In my years as a member of the Oregon State Bar, I’ve paid a lot of money for the privilege of practicing law in this state — mandatory PLF fees, bar dues, MCLE courses — and I’ve never complained, until now.
I’m writing because I was late in fulfilling an MCLE requirement. It was my fault; I thought I had satisfied my child abuse reporting requirement, and I hadn’t. When the error was pointed out to me, I paid my money, listened to the tape and fulfilled my requirement, but I was past the reporting deadline.
Imagine my surprise, though, when two weeks ago I got a certified letter from the bar stating that my oversight would cost me $200. Look, I made an error, and I’ll take responsibility. But whatever punishment I get should have some reasonable relationship to the error I committed. This doesn’t. It’s ridiculous. Of course, I paid; if I don’t, I’ll be suspended. So the OSB has $200 more that will go to pay for God knows what. And I’m out $200 that I would rather give to the Campaign for Equal Justice. Well, not this year, at least.
I’m sorry to take up space in this publication, but times are tough. Budgets are being slashed in unprecedented ways. Anyone who works in an area that relies on public funding is aware of how dire the crisis is. I have colleagues who probably will have to relocate due to the loss of funding for indigent defense, compounded with the thousands of dollars in PLF dues, bar fees and MCLE costs that are required to practice in this state.
Times are tough for a lot of people, but I’m not aware of any belt-tightening at the OSB. Maybe I’m wrong — perhaps there have been pay freezes, layoffs, cutbacks, etc, just like in the state and federal government, just like in most areas of the private sector, but if so it isn’t reflected in my mandatory fees.
In a time when many attorneys are suffering due to the state of the economy, the bar is still taking in as much money as ever — hey, they even squeezed $200 extra out of me this month — a ridiculous amount of money for the oversight I committed. But if I don’t pay I can’t practice law. Some would call that extortion. But hey, it’s nice work if you can get it.
* * *
Problem 1 ->
According to the letter about Oregon State Bar fees, how much did the writer's missed MCLE reporting deadline cost?
Problem 2 ->
Carry on the letter about Oregon State Bar fees from the point where it ends.
The records that come after this letter are separate material with no connection to it.

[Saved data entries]
* * *
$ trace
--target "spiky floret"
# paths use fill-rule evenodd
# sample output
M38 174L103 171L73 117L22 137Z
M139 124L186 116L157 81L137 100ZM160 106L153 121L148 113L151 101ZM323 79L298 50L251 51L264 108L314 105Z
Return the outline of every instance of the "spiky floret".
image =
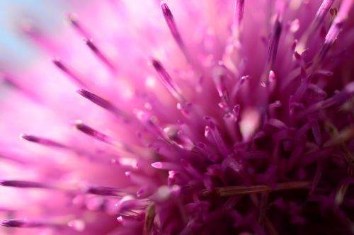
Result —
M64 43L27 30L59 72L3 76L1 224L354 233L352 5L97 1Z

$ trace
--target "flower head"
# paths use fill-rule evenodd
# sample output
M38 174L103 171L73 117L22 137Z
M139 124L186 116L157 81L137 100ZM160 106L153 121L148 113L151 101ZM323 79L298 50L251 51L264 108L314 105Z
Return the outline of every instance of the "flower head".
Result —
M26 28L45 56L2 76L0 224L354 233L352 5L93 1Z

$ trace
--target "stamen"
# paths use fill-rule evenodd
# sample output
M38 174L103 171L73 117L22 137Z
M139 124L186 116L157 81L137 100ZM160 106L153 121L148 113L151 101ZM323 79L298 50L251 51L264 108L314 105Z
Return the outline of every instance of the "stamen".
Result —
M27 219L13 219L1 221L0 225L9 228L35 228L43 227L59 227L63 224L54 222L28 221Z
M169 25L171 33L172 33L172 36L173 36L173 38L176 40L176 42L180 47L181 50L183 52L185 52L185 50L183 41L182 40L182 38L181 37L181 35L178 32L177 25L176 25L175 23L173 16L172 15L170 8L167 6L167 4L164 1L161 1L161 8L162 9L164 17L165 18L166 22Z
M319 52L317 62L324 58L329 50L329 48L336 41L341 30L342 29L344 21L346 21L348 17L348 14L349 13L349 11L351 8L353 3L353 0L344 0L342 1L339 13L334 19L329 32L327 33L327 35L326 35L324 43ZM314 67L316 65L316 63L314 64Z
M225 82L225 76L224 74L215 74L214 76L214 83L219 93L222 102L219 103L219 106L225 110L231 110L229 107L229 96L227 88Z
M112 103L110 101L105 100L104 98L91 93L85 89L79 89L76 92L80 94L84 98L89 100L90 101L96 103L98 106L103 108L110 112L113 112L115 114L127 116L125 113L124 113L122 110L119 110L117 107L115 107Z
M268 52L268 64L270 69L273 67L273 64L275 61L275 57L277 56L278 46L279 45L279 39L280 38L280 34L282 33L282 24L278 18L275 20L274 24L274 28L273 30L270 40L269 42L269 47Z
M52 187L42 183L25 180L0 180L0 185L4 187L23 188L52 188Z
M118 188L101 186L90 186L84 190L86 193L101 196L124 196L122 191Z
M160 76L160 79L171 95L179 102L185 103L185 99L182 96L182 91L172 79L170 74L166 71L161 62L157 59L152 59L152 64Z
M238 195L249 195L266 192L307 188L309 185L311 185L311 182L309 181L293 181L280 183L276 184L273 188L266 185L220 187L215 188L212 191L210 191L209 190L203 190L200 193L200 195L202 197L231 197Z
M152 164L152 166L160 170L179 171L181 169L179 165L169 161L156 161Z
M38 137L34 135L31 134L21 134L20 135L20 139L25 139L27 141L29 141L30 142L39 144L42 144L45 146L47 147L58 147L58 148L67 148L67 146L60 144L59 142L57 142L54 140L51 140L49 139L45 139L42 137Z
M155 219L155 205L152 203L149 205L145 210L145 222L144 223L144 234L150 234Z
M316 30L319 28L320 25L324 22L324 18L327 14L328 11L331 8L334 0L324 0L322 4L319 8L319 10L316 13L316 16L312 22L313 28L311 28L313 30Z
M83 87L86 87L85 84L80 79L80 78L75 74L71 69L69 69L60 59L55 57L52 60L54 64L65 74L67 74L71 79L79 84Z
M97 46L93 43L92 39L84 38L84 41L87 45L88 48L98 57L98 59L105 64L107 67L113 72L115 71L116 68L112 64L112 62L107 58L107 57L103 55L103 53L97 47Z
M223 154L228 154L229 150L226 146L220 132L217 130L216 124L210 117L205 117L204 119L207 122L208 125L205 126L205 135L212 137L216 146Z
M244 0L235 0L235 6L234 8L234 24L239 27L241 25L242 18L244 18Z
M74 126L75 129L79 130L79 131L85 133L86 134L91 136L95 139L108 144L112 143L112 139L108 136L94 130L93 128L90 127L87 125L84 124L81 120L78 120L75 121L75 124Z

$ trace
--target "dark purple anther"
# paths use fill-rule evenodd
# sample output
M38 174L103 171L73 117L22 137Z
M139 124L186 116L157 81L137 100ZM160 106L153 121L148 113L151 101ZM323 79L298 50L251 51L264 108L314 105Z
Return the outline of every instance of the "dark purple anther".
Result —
* * *
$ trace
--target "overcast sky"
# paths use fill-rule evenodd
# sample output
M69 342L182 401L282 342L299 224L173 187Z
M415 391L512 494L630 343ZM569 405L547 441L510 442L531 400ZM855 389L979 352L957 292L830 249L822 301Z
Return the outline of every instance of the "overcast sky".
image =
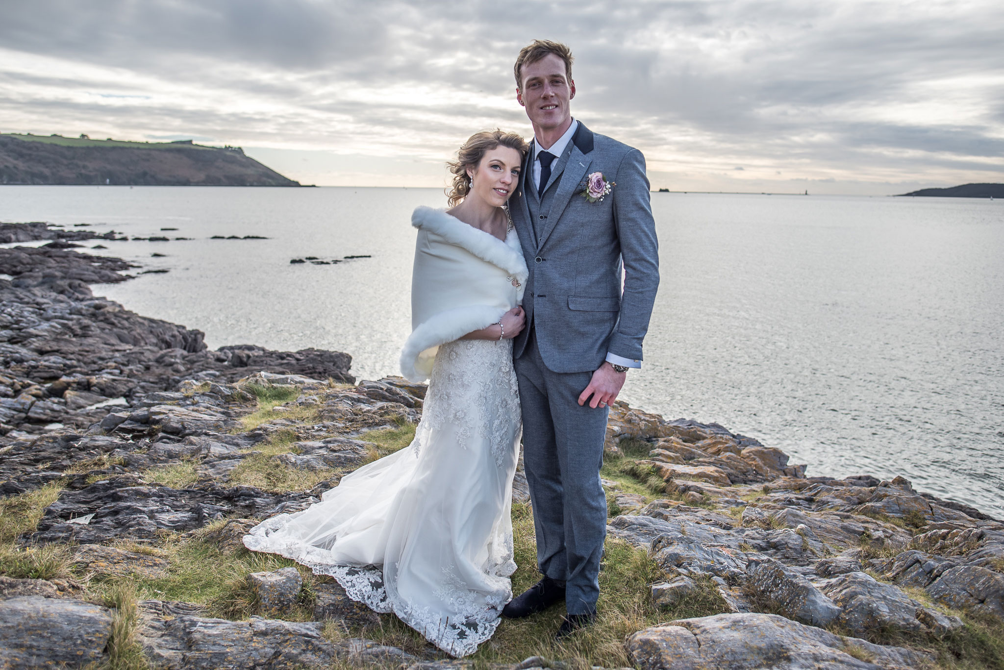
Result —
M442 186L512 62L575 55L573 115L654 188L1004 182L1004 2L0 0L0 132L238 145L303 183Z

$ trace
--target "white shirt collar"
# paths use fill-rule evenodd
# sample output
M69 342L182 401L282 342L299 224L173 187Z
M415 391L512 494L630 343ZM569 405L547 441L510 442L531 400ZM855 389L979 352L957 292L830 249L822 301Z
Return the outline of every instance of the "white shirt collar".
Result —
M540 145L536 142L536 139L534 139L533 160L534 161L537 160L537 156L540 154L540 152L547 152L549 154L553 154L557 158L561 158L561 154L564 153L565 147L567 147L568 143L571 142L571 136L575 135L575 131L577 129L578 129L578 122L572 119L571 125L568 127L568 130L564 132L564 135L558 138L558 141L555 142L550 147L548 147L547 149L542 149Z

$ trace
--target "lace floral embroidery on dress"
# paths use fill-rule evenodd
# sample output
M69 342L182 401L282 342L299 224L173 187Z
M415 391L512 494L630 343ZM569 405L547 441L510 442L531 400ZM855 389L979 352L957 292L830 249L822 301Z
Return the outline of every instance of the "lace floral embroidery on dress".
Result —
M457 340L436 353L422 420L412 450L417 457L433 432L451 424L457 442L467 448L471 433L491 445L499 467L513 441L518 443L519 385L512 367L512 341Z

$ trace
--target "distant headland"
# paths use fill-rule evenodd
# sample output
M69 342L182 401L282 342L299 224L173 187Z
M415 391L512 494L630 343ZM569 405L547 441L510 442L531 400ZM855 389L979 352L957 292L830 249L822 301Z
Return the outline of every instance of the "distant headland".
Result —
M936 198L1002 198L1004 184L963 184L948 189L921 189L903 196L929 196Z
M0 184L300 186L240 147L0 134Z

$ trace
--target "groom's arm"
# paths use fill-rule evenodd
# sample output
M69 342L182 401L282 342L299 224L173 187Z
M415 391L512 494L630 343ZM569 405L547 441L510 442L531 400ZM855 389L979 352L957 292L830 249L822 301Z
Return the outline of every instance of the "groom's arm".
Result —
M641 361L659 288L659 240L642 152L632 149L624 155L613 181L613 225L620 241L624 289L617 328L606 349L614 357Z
* * *
Response area 1 ->
$200.

Response area 2 ->
Attorney discipline cases make painful reading, in part because each case embarks at some point upon a speculation as to how the lawyer’s violation might have caused harm. '[A]n injury need not be actual, but only potential, in order to support the imposition of a sanction,' said the supreme court in In re Davenport, 334 Or 298, 319 (2002), quoting itself from 10 years before.
Once the speculation begins, the reader knows how it will end. Every violation, like every honest and lawful action, can be imagined in some situation to produce an injury. The Oregon Supreme Court applies a vacuous standard to lawyers who can only lose.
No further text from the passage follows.